### 任务要求
将下面关于牛录与八旗建制的文字照原样抄出,从含有“虽然学界对牛录制度的建制时间”的地方起,抄到“制也成为八旗制度的最初规制。”为止。

随着征服的深入,努尔哈赤所属的部众日益增加。公元1599年,在他征服了人口众多的海西女真哈达部后,面对人口的骤然增加,特别是为数众多的“敌国”人口可能会带来的诸多潜在问题,努尔哈赤不得不慎重考虑如何统御这些来源不一的“诸申”,牛录这种颇具群众基础的临时性小组成为他创新的蓝本。
(正黄旗满洲四甲喇十三佐领图记 铜印及满汉合璧印文)
虽然学界对牛录制度的建制时间还有争论,但史书中所记载的努尔哈赤第一次对牛录的改造在1601年。此前的牛录多是依据“来投”或“征服”时的族寨而设,牛录额真也为临时推举产生,至此努尔哈赤则规定每300人为一牛录,并任命了若干“牛录额真”来统辖部众,传统牛录组织中的自愿原则和临时性质彻底打破。通过行政权力的干预,改造后的牛录成为一种渗透着强制力的封闭性、常设性组织。八旗军中每牛录的兵丁数额在皇太极时降为200人,康乾时期基本维持在130-140人上下,嘉庆朝则固定为150人。
狩猎传统与五建制
女真人在长期的狩猎生产过程中,形成有一定的协作狩猎习惯,当猎物被锁定后,人们会分为五队自围底(fere)向两翼推进,其中距围底稍近处为围肩(meiren),更远处为围两头(uturi),这种向各预定位置行进的过程叫“撒开围”,当处在围两头的顺利形成“合围”后,一个围场便顺利形成。
(木兰围猎图)
基于这种围底、两围肩、围两头(或称围端)五部分协作的狩猎习惯,为了适应更大规模的军事活动,建州女真兵制中逐渐衍生出牛录的上级建制:“将五牛录编为一队,行则一处行,止则依次下马,攻占时一齐进攻。” 此时的五牛录俨然便是皇太极时期甲喇(jalan,汉称参领或协领))的前身,而这种五进制也成为八旗制度的最初规制。
清代最早的八旗体系官方解读本《八旗通志初集》中记载称:“太祖乙卯年,以削平诸国,每三百人设一牛录额真。五牛录设一甲喇额真。五甲喇设一固山额真。” 虽然在原则上每甲喇由五个牛录组成,但仅雍正年间便已经扩至每个参领下设十几个佐领了,分散在各地的驻防八旗更是受各种客观因素的影响,无法严格遵守这种五进制。但五甲喇为一固山的政策得到了巩固,并且固山内五个甲喇的满文名称也完全是以行围中的方位次序来命名的:
鲜为人知的两翼制度
在实际的军事体系中,还存在一个高于固山的两翼制度,由传统的狩猎习惯中演化而来,却并不广为人知。八旗在驻防屯兵、朝班晋见时往往以两黄旗居北,取围底之意;两红旗居西,取右围肩之意;两白旗居东,取左围肩之意,两蓝旗居南,取两翼围端之意,则两翼具体为左翼镶黄、正白、镶白、正蓝四旗,右翼为正黄、正红、镶红、镶蓝四旗。

[已保存条目]

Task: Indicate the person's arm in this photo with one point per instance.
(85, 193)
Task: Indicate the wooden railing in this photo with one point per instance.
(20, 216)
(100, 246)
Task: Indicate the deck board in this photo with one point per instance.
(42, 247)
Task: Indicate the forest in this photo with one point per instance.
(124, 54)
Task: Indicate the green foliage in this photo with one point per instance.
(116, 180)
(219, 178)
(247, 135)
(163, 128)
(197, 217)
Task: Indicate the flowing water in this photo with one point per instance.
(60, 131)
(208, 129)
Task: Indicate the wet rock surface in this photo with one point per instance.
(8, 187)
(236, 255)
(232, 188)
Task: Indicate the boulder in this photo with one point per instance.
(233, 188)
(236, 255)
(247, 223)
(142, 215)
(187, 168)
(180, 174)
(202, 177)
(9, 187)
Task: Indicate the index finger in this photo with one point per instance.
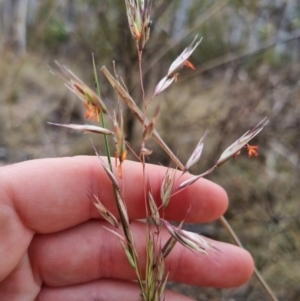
(54, 194)
(49, 195)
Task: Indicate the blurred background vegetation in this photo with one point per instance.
(247, 67)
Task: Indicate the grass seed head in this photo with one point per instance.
(92, 102)
(119, 137)
(176, 66)
(234, 149)
(153, 210)
(138, 14)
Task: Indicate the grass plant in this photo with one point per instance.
(153, 283)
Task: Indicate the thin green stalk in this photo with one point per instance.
(124, 226)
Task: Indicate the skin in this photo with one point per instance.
(54, 246)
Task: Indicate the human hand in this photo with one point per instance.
(53, 245)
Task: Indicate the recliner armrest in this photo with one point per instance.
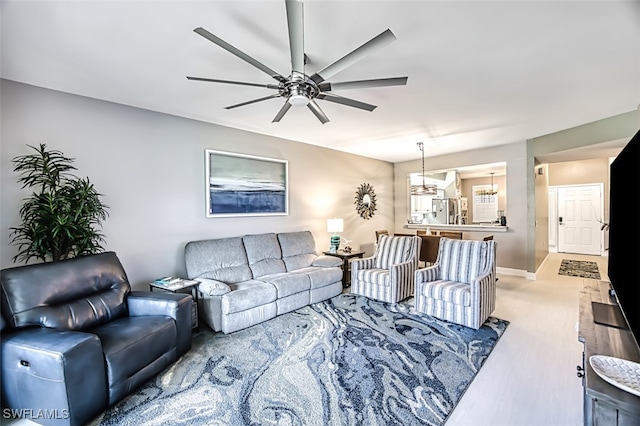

### 结果
虽然学界对牛录制度的建制时间还有争论,但史书中所记载的努尔哈赤第一次对牛录的改造在1601年。此前的牛录多是依据“来投”或“征服”时的族寨而设,牛录额真也为临时推举产生,至此努尔哈赤则规定每300人为一牛录,并任命了若干“牛录额真”来统辖部众,传统牛录组织中的自愿原则和临时性质彻底打破。通过行政权力的干预,改造后的牛录成为一种渗透着强制力的封闭性、常设性组织。八旗军中每牛录的兵丁数额在皇太极时降为200人,康乾时期基本维持在130-140人上下,嘉庆朝则固定为150人。
狩猎传统与五建制
女真人在长期的狩猎生产过程中,形成有一定的协作狩猎习惯,当猎物被锁定后,人们会分为五队自围底(fere)向两翼推进,其中距围底稍近处为围肩(meiren),更远处为围两头(uturi),这种向各预定位置行进的过程叫“撒开围”,当处在围两头的顺利形成“合围”后,一个围场便顺利形成。
(木兰围猎图)
基于这种围底、两围肩、围两头(或称围端)五部分协作的狩猎习惯,为了适应更大规模的军事活动,建州女真兵制中逐渐衍生出牛录的上级建制:“将五牛录编为一队,行则一处行,止则依次下马,攻占时一齐进攻。” 此时的五牛录俨然便是皇太极时期甲喇(jalan,汉称参领或协领))的前身,而这种五进制也成为八旗制度的最初规制。